== GIVEN REQUEST ==
Render every line of the records below as a Markdown table with two columns, Row and Line. Number the rows and skip any blank lines.

Records from an annotation dataset:

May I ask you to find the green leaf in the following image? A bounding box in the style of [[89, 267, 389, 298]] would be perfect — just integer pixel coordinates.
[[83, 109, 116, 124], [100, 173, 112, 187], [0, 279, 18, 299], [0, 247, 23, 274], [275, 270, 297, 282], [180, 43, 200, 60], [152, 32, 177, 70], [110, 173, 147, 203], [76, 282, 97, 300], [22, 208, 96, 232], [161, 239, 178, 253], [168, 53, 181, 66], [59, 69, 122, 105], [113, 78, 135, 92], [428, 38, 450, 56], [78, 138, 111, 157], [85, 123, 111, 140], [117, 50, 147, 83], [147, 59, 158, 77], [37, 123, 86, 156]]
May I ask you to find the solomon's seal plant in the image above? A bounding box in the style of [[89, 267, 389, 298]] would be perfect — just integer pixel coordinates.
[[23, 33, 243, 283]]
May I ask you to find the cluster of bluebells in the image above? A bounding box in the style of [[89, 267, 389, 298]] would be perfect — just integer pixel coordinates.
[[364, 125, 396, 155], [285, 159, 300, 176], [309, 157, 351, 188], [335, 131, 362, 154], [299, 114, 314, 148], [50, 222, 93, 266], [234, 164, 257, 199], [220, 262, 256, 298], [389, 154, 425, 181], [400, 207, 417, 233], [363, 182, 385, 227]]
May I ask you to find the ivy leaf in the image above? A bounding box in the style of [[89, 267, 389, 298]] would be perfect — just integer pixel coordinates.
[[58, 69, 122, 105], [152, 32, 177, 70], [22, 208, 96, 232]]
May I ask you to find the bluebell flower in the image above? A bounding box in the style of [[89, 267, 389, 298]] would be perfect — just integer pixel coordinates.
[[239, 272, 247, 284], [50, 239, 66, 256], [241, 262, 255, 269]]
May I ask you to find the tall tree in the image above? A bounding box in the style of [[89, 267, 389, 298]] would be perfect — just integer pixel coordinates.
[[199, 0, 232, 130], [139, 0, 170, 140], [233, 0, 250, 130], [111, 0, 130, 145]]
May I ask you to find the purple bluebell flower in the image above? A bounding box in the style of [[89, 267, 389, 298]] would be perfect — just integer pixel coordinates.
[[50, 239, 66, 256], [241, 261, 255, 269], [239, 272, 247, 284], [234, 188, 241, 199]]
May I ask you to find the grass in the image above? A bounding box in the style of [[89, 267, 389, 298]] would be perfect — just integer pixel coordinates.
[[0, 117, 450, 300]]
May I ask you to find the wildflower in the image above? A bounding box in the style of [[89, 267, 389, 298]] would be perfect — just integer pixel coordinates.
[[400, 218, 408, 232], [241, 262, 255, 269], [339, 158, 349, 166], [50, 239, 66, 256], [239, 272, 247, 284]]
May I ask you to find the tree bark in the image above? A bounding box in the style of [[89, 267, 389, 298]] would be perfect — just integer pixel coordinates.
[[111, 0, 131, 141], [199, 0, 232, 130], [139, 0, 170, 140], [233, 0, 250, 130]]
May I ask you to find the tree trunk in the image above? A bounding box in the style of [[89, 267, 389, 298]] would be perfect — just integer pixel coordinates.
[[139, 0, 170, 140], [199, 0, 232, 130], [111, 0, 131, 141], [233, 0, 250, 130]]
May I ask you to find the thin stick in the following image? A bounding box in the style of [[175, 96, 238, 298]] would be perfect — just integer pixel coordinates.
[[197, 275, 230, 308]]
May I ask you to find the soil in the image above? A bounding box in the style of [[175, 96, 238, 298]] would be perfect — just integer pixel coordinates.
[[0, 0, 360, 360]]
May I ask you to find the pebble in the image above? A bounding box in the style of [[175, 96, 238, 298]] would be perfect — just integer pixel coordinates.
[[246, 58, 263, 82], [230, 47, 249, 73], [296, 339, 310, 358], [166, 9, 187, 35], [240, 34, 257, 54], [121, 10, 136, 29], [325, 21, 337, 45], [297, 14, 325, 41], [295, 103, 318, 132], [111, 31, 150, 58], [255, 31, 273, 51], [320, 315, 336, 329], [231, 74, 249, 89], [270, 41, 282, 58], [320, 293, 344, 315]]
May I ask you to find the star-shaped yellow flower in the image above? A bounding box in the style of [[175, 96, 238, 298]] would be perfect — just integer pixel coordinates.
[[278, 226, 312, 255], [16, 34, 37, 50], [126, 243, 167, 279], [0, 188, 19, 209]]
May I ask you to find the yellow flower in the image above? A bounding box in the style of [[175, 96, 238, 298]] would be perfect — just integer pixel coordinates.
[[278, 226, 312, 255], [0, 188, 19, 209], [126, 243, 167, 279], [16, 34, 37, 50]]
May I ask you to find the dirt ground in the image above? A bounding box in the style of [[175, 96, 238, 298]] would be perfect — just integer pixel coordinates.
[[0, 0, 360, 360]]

== CORRECT ANSWER ==
| Row | Line |
|---|---|
| 1 | May I ask you to find the green leaf in the following image? A bounding box in the style of [[89, 267, 389, 298]] would be perfect — just integer pixel coordinates. |
| 2 | [[83, 109, 116, 124], [100, 173, 112, 187], [0, 279, 18, 299], [0, 247, 23, 274], [275, 270, 297, 282], [180, 43, 200, 60], [152, 32, 177, 70], [110, 173, 147, 203], [76, 282, 97, 300], [22, 208, 96, 232], [161, 239, 178, 253], [168, 53, 181, 66], [59, 69, 122, 105], [113, 78, 135, 92], [428, 38, 450, 56], [78, 138, 111, 157], [85, 123, 111, 140], [117, 50, 147, 83], [147, 59, 158, 77], [37, 123, 86, 156]] |
| 3 | May I ask you to find the solomon's seal plant in the image above? A bounding box in the style of [[89, 267, 389, 298]] would be perfect — just integer pixel coordinates. |
| 4 | [[23, 33, 243, 283]] |
| 5 | May I ask you to find the cluster of bluebells in the image above? A bounding box in the style of [[89, 267, 389, 298]] would be perfect — just integer pixel coordinates. |
| 6 | [[364, 125, 396, 155], [285, 159, 300, 176], [309, 157, 351, 188], [335, 131, 362, 154], [299, 114, 314, 148], [50, 222, 93, 266], [234, 164, 257, 199], [220, 262, 256, 298], [389, 154, 425, 181], [400, 207, 417, 233], [363, 182, 385, 227]] |
| 7 | May I ask you to find the ivy leaf in the image above? A bounding box in the style of [[89, 267, 389, 298]] would be perfect — just integer pixel coordinates. |
| 8 | [[58, 69, 122, 105], [152, 32, 177, 70], [22, 208, 96, 232]] |
| 9 | May I ask you to find the bluebell flower in the image above? A bounding box in the style of [[89, 267, 389, 298]] would be perfect — just integer pixel coordinates. |
| 10 | [[239, 272, 247, 284], [50, 239, 66, 256], [241, 262, 255, 269]] |
| 11 | May I ask you to find the tall tree in the image above? A bounding box in the style of [[89, 267, 389, 298]] would be perfect — just integer pixel coordinates. |
| 12 | [[199, 0, 232, 130], [139, 0, 170, 140], [233, 0, 250, 130], [111, 0, 130, 145]] |
| 13 | May I ask you to find the purple bluebell flower in the image above? A bounding box in the style of [[89, 267, 389, 298]] would be perfect — just integer pixel coordinates. |
| 14 | [[50, 239, 66, 256], [241, 261, 255, 269], [239, 272, 247, 284], [234, 188, 241, 199]] |
| 15 | May I ask you to find the grass in the image above? A bounding box in the style of [[89, 267, 389, 298]] would be perfect — just integer pixel coordinates. |
| 16 | [[0, 117, 450, 300]] |
| 17 | May I ask you to find the wildflower in the image above? A bounding box in the style of [[89, 267, 389, 298]] would be perfect — just integer pixel coordinates. |
| 18 | [[400, 218, 408, 232], [241, 262, 255, 269], [339, 158, 349, 166], [50, 239, 66, 256], [239, 272, 247, 284]] |
| 19 | May I ask you to find the tree bark in the image above? A bounding box in the style of [[89, 267, 389, 298]] would be perfect — just integer pixel coordinates. |
| 20 | [[111, 0, 131, 141], [199, 0, 232, 130], [139, 0, 170, 140], [233, 0, 250, 130]] |
| 21 | May I ask you to find the tree trunk in the image above? A bounding box in the style of [[89, 267, 389, 298]] would be perfect — just integer pixel coordinates. |
| 22 | [[139, 0, 170, 140], [199, 0, 232, 130], [111, 0, 131, 141], [233, 0, 250, 130]] |
| 23 | May I ask you to find the thin stick in the following image? A bounding box in the style of [[175, 96, 238, 298]] would be perfect — just integer pixel coordinates. |
| 24 | [[197, 275, 230, 308]] |
| 25 | May I ask you to find the soil in the image above? A bounding box in the style of [[175, 96, 238, 298]] would be perfect — just integer pixel coordinates. |
| 26 | [[0, 0, 360, 360]] |
| 27 | May I ask you to find the pebble in the image above? A bounding box in the style of [[175, 96, 238, 298]] would be perfect — just integer pixel coordinates. |
| 28 | [[246, 58, 263, 82], [230, 47, 249, 73], [296, 339, 310, 358], [166, 9, 187, 35], [240, 34, 257, 54], [121, 10, 136, 29], [325, 21, 337, 45], [297, 14, 325, 41], [295, 103, 318, 132], [111, 31, 150, 58], [255, 31, 273, 51], [320, 315, 336, 329], [231, 74, 249, 89], [270, 41, 282, 58], [320, 293, 344, 315]] |
| 29 | May I ask you to find the star-shaped yellow flower in the image above? A bounding box in the style of [[175, 96, 238, 298]] would be perfect — just integer pixel coordinates. |
| 30 | [[278, 226, 312, 255], [16, 34, 37, 50], [126, 243, 167, 279], [0, 188, 19, 209]] |
| 31 | May I ask you to find the yellow flower in the image above? A bounding box in the style of [[175, 96, 238, 298]] would be perfect — just integer pixel coordinates. |
| 32 | [[278, 226, 312, 255], [0, 188, 19, 209], [126, 243, 167, 279], [16, 34, 37, 50]] |
| 33 | May I ask you to find the dirt ground in the image above? A bounding box in the style of [[175, 96, 238, 298]] would be perfect — just integer pixel coordinates. |
| 34 | [[0, 0, 360, 360]] |